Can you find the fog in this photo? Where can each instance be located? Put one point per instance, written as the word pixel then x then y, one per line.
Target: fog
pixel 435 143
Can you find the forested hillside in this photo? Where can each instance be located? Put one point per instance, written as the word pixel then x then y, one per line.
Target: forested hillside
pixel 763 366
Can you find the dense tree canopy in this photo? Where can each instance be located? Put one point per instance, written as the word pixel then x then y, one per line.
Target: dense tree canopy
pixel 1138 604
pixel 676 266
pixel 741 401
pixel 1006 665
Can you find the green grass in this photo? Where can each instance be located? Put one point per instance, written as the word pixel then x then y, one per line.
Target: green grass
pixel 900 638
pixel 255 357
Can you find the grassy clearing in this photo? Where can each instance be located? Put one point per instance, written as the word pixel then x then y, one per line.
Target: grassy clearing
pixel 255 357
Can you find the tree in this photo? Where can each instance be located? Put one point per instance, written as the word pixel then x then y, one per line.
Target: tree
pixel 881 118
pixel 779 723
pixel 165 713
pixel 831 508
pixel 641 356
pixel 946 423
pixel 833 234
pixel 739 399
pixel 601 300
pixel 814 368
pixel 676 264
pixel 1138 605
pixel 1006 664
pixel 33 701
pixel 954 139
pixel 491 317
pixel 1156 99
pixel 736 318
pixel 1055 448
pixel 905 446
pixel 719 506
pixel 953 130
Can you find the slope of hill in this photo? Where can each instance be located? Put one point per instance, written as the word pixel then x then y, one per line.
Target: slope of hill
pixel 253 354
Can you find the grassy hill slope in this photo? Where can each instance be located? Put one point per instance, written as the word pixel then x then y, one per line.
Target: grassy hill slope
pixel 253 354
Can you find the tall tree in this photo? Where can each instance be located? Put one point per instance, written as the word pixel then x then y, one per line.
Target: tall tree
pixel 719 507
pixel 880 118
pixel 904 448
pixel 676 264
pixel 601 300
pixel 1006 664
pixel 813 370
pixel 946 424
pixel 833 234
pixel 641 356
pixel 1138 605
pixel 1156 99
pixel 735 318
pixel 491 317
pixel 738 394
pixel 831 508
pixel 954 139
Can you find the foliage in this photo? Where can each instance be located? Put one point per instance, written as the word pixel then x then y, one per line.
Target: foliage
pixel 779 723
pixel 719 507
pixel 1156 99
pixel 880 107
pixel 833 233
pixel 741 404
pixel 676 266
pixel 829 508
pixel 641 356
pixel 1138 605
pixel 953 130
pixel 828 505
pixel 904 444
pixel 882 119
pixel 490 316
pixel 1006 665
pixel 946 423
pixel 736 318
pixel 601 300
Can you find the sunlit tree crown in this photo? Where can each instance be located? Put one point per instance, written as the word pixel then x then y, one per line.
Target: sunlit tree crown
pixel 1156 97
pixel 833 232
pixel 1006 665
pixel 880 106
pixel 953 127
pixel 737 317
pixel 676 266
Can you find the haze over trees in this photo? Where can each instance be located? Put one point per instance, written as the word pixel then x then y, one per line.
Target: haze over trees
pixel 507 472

*-*-*

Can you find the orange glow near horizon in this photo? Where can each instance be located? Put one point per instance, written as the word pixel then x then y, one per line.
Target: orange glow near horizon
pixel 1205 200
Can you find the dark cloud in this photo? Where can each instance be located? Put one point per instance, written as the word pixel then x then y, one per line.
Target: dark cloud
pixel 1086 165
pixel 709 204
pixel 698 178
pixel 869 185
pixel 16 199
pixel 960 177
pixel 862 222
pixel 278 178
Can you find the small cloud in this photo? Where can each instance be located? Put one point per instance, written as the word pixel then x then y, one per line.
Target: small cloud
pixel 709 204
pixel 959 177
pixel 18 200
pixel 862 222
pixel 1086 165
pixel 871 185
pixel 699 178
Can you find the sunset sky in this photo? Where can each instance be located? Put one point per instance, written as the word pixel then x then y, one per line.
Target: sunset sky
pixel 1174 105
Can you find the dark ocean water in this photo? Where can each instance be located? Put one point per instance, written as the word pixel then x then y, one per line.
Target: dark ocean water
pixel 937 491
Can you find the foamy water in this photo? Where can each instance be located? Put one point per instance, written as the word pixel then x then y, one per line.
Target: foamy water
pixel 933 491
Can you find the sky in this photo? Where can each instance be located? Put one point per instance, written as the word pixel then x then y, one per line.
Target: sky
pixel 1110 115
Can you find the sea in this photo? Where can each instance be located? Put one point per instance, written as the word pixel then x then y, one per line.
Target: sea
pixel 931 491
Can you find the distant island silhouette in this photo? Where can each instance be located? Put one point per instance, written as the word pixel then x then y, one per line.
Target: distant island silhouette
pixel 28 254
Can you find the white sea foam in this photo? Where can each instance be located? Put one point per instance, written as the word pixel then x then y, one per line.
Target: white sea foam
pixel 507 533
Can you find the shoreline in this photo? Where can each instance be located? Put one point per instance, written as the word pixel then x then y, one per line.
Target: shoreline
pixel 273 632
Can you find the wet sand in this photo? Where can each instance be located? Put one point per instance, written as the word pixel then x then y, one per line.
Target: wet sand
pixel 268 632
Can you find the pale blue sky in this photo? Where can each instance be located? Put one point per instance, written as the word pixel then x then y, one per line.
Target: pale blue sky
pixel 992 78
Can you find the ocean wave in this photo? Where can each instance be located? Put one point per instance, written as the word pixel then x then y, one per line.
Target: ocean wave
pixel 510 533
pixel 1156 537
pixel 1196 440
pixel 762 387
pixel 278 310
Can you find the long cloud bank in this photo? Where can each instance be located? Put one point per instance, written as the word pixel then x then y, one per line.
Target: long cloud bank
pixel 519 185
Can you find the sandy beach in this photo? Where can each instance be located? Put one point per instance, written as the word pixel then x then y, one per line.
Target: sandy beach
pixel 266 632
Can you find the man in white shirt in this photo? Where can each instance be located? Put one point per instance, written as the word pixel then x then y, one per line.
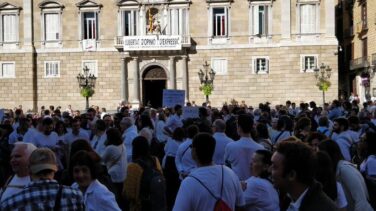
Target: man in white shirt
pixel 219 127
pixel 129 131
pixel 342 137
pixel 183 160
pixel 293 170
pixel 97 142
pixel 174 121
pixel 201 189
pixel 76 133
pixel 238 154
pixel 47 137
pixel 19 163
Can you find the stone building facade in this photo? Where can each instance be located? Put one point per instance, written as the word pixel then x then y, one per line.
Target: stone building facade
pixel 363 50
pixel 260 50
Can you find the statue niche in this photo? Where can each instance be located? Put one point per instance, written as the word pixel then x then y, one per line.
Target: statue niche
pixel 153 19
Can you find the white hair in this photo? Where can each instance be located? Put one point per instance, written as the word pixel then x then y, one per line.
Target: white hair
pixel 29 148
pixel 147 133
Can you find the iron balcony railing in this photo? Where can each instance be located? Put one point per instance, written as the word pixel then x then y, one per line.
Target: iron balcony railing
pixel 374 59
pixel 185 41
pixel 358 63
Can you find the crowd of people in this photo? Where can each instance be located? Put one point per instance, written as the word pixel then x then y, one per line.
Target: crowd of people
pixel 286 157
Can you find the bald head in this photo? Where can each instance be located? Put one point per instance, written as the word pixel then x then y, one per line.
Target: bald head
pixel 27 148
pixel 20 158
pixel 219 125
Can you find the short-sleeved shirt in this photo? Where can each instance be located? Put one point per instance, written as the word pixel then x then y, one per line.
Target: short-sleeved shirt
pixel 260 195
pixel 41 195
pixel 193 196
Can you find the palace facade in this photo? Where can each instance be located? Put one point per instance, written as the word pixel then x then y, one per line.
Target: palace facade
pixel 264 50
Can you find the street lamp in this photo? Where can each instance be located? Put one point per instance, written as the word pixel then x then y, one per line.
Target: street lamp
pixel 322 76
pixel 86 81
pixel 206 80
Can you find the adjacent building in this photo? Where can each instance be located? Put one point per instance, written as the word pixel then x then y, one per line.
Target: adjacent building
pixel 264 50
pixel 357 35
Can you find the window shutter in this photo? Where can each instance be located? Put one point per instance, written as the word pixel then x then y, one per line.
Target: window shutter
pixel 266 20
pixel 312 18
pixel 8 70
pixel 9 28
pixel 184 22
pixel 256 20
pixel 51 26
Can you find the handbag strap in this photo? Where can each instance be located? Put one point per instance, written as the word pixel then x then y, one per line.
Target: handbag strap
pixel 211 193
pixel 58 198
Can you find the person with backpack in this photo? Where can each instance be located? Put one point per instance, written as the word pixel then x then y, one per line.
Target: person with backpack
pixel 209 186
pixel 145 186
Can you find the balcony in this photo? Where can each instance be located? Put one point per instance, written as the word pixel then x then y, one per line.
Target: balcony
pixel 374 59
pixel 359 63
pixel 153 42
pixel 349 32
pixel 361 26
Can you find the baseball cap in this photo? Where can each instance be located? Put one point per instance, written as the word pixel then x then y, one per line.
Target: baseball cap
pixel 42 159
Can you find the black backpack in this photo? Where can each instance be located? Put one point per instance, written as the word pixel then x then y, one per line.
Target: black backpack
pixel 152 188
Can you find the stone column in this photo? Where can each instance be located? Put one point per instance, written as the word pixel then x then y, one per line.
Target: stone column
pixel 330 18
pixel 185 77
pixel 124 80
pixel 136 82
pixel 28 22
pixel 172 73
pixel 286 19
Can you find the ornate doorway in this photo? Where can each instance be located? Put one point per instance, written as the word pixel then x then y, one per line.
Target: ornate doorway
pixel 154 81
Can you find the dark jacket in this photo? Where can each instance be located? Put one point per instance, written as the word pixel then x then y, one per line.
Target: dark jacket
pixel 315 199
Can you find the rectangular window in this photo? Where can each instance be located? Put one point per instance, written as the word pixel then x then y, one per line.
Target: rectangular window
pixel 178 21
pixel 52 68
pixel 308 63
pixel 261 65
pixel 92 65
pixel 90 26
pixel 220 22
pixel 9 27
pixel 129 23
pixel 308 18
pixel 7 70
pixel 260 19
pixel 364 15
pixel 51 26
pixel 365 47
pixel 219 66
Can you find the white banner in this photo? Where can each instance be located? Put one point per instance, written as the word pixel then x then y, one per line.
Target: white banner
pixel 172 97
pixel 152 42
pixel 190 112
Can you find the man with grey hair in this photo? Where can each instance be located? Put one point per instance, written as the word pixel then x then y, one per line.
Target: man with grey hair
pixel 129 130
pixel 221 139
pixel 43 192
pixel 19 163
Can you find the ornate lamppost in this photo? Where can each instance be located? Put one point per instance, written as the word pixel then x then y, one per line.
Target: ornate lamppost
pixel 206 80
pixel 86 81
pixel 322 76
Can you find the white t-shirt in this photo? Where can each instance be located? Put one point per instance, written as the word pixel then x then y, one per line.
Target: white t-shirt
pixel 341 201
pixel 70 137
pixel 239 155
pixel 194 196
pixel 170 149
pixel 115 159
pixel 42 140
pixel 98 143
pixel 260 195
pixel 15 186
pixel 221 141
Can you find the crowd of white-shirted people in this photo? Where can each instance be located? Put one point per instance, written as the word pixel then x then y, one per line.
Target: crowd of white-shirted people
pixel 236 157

*-*-*

## [STATED GOAL]
Print the stretch of the material from the line that contains "Can you find the foamy" through the line that contains "pixel 1110 115", reproducing every line without any change.

## [WRITTEN RESPONSE]
Can you find the foamy water in this photo? Where can each instance be located? Put one point per instance, written as the word pixel then x then y, one per line.
Target: foamy water
pixel 933 491
Can you find the sky in this photo? Where can each instance be located? Put one point per instance, written as the word pixel then x then y, one per line.
Target: sky
pixel 1110 115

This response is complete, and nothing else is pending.